**Exercice proposé A**: D'après l'extrait sur l'innovation au Japon, combien de « testeurs » la population japonaise représente-t-elle ?
**Exercice proposé B**: Recopiez le passage de l'extrait sur l'innovation au Japon à partir des mots « INNOVATION : Sur », en vous arrêtant après « chez Danone Japan. ».

**Extrait du document**:
----

INNOVATION : Sur les pointes

On ignore toujours le Japon à ses dépens. Témoignage de leaders français   


Déficit
Le Japon est une pièce maîtresse de nombre de sociétés françaises innovantes, ce dans tous les domaines. Son parc de chercheurs très riche (le plus grand nombre par habitant), son système de protection de la propriété intellectuelle, enfin les 120 millions de « testeurs » que forment sa population à l’affût des nouveautés en font un lieu idéal pour l’innovation. « Les Japonais sont très sensibles à l’innovation. Dans notre métier nous avons les produits classiques, qui se vendront toujours, mais aussi les produits uniques comme notre yahourt Oikos, qui marche très bien » explique Duc Nguyen, en charge de la R&D chez Danone Japan.

----

**Entrées de données**:
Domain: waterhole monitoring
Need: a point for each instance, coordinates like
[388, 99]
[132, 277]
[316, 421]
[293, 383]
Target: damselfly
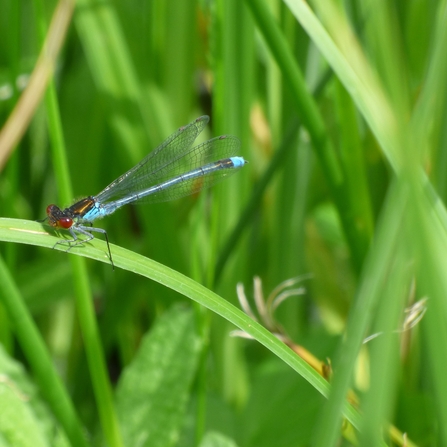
[175, 169]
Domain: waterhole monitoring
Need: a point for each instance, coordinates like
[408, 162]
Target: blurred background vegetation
[340, 110]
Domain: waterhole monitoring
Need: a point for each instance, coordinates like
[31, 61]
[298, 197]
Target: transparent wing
[155, 166]
[219, 148]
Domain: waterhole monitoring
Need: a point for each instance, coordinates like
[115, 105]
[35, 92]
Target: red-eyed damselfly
[175, 169]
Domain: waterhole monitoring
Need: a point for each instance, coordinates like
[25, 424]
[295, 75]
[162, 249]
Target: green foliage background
[340, 108]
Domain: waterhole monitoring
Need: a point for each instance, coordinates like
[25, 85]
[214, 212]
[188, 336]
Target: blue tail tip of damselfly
[238, 162]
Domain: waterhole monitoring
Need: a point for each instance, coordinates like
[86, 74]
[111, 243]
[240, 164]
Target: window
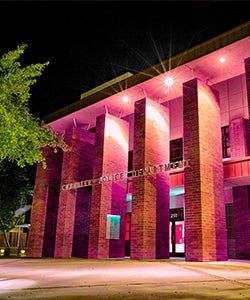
[225, 142]
[230, 221]
[130, 162]
[176, 152]
[128, 227]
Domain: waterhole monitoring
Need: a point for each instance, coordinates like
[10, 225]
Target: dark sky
[90, 42]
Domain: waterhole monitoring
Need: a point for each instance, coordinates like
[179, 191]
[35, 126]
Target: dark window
[130, 162]
[225, 142]
[176, 150]
[230, 221]
[128, 227]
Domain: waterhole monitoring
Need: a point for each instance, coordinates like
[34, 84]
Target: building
[159, 164]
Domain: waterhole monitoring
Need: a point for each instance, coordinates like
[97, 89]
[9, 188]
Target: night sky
[90, 42]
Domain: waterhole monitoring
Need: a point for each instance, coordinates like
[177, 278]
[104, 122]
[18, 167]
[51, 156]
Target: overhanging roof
[200, 61]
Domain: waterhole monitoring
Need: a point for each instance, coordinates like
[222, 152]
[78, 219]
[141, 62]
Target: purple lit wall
[205, 222]
[242, 221]
[41, 241]
[110, 158]
[150, 204]
[74, 205]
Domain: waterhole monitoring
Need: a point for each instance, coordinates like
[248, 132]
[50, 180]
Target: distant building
[159, 163]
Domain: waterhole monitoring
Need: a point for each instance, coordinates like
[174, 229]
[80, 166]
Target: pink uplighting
[114, 130]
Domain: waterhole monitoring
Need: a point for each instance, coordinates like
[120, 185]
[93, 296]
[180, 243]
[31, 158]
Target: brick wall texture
[110, 158]
[204, 199]
[150, 204]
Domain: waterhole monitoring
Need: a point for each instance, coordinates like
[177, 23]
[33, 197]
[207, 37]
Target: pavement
[75, 278]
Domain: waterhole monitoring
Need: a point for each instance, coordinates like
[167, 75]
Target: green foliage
[21, 134]
[16, 191]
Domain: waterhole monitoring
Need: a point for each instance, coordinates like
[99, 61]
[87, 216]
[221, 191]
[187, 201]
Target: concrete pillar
[247, 69]
[109, 192]
[205, 223]
[74, 204]
[150, 202]
[241, 196]
[238, 138]
[41, 238]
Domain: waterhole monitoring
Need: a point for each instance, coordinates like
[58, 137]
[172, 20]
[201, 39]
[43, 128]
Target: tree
[16, 192]
[22, 136]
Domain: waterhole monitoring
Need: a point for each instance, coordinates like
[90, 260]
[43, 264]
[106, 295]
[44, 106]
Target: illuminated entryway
[176, 233]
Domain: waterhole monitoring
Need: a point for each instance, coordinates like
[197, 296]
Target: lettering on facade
[131, 174]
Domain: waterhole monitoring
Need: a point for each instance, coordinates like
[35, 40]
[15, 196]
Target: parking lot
[28, 278]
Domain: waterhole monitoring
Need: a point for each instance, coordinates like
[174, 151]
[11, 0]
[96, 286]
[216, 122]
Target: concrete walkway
[26, 278]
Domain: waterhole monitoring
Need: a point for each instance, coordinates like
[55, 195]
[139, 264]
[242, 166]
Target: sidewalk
[48, 278]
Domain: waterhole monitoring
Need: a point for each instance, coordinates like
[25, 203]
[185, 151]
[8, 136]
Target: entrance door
[176, 233]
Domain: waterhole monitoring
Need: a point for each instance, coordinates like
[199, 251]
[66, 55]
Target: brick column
[74, 204]
[205, 222]
[109, 197]
[238, 138]
[241, 197]
[41, 238]
[150, 203]
[247, 69]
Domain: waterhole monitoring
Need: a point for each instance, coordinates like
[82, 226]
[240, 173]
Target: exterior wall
[74, 205]
[204, 199]
[150, 204]
[242, 221]
[238, 138]
[110, 157]
[41, 239]
[247, 68]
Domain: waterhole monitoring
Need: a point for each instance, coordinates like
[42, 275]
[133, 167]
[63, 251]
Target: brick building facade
[155, 168]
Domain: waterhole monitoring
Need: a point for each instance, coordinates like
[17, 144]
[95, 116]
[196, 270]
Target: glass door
[176, 233]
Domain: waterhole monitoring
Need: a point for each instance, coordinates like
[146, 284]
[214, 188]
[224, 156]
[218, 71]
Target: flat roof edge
[222, 40]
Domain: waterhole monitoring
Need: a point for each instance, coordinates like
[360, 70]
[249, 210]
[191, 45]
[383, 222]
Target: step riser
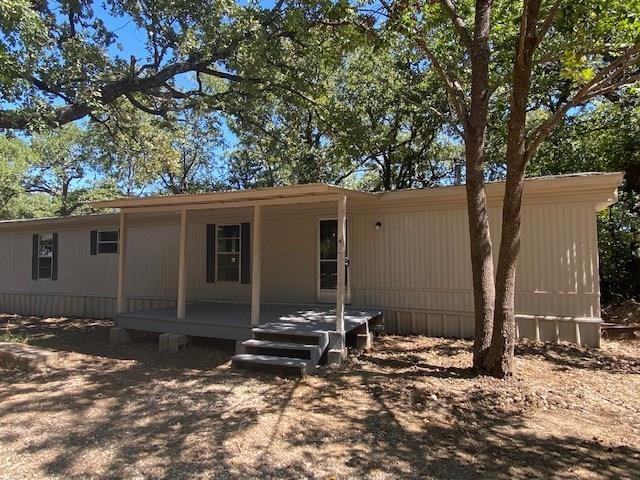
[282, 337]
[277, 352]
[279, 370]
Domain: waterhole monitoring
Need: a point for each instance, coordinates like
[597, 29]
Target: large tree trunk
[475, 134]
[499, 360]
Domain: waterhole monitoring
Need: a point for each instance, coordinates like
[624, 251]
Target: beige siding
[557, 272]
[79, 273]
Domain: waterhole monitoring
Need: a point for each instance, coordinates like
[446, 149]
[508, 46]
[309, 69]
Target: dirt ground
[409, 408]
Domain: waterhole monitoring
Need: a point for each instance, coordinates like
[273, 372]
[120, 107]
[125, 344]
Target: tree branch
[458, 23]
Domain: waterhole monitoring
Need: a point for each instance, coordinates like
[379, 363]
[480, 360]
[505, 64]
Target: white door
[328, 261]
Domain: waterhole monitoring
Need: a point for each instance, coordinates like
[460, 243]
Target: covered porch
[232, 321]
[196, 315]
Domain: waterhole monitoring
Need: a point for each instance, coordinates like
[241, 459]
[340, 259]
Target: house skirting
[580, 330]
[545, 328]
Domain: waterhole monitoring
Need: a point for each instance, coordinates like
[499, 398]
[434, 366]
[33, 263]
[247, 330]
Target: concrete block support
[119, 336]
[337, 349]
[364, 341]
[336, 356]
[172, 343]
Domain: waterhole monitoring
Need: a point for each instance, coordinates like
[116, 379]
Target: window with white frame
[45, 255]
[107, 241]
[228, 253]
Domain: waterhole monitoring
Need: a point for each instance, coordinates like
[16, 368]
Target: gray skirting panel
[583, 331]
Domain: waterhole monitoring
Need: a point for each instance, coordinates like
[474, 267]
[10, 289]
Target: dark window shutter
[34, 256]
[54, 258]
[211, 253]
[94, 242]
[245, 253]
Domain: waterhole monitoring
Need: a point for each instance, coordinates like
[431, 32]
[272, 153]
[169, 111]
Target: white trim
[256, 265]
[182, 267]
[342, 265]
[121, 302]
[235, 204]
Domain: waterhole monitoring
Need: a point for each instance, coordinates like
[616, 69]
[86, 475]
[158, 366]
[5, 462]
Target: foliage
[605, 137]
[15, 157]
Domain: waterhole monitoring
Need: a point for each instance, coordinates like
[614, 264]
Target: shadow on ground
[129, 411]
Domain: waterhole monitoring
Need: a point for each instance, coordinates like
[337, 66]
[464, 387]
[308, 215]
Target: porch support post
[256, 264]
[182, 266]
[121, 302]
[342, 235]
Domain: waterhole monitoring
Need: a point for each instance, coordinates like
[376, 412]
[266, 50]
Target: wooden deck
[232, 321]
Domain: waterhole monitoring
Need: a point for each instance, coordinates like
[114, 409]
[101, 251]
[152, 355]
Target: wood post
[182, 267]
[342, 247]
[256, 263]
[121, 304]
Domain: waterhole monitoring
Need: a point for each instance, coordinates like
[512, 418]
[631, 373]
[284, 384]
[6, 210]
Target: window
[45, 255]
[107, 241]
[228, 253]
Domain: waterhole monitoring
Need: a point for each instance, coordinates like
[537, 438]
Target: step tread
[280, 345]
[271, 360]
[290, 331]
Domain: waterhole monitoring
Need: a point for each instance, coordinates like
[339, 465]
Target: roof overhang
[598, 188]
[310, 193]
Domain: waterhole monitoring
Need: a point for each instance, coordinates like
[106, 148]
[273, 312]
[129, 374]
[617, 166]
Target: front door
[328, 261]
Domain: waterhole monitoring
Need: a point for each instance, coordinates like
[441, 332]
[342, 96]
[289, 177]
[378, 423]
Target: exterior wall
[557, 270]
[415, 267]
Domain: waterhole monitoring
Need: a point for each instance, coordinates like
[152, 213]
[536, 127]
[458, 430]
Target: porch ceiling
[239, 198]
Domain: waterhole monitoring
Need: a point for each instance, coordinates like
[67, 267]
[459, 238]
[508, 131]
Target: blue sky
[131, 40]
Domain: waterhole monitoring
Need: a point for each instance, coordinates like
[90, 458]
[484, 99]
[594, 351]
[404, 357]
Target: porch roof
[236, 198]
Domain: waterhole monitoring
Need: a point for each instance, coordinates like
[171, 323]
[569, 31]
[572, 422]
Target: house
[224, 264]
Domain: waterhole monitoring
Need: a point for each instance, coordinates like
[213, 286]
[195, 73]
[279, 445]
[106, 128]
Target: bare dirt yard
[409, 408]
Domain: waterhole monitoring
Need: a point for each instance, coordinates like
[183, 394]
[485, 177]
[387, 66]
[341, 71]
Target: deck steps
[288, 351]
[287, 365]
[295, 348]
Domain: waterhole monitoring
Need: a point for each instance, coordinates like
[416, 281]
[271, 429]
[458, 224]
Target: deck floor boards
[233, 320]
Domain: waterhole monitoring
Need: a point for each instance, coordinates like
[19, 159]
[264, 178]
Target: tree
[460, 56]
[15, 158]
[194, 137]
[59, 169]
[58, 66]
[605, 67]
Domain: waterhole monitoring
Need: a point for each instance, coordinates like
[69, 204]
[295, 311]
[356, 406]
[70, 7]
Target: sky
[131, 40]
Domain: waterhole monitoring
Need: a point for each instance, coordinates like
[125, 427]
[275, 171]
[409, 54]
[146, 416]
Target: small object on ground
[172, 343]
[615, 330]
[26, 357]
[119, 336]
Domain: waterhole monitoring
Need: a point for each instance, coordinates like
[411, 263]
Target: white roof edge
[593, 181]
[548, 183]
[230, 196]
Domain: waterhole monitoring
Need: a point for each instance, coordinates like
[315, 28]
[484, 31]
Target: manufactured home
[224, 264]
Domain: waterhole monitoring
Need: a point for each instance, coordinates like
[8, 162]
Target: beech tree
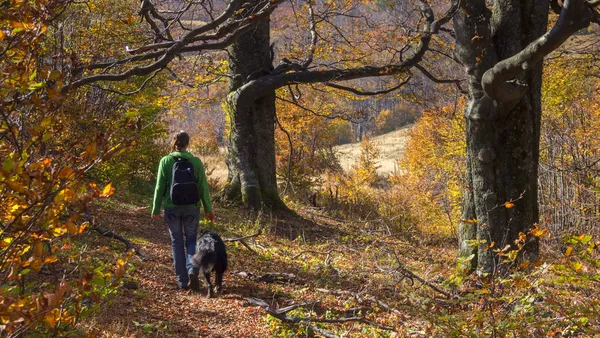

----

**Résultat obtenu A**: 120 millions.

**Résultat obtenu B**:
INNOVATION : Sur les pointes

On ignore toujours le Japon à ses dépens. Témoignage de leaders français   


Déficit
Le Japon est une pièce maîtresse de nombre de sociétés françaises innovantes, ce dans tous les domaines. Son parc de chercheurs très riche (le plus grand nombre par habitant), son système de protection de la propriété intellectuelle, enfin les 120 millions de « testeurs » que forment sa population à l’affût des nouveautés en font un lieu idéal pour l’innovation. « Les Japonais sont très sensibles à l’innovation. Dans notre métier nous avons les produits classiques, qui se vendront toujours, mais aussi les produits uniques comme notre yahourt Oikos, qui marche très bien » explique Duc Nguyen, en charge de la R&D chez Danone Japan.